::: Provided material :::
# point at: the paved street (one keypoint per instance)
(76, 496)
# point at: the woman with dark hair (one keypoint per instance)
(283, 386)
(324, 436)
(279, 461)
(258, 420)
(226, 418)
:::
## Problem statement
Please rewrite the material above, replacing every "point at" with "locate" and leaving everything else unchanged.

## Answer below
# locate: the paved street (one keypoint per instance)
(76, 496)
# locate: the woman with dark hair (one keypoint per instance)
(283, 386)
(324, 436)
(279, 461)
(258, 420)
(226, 418)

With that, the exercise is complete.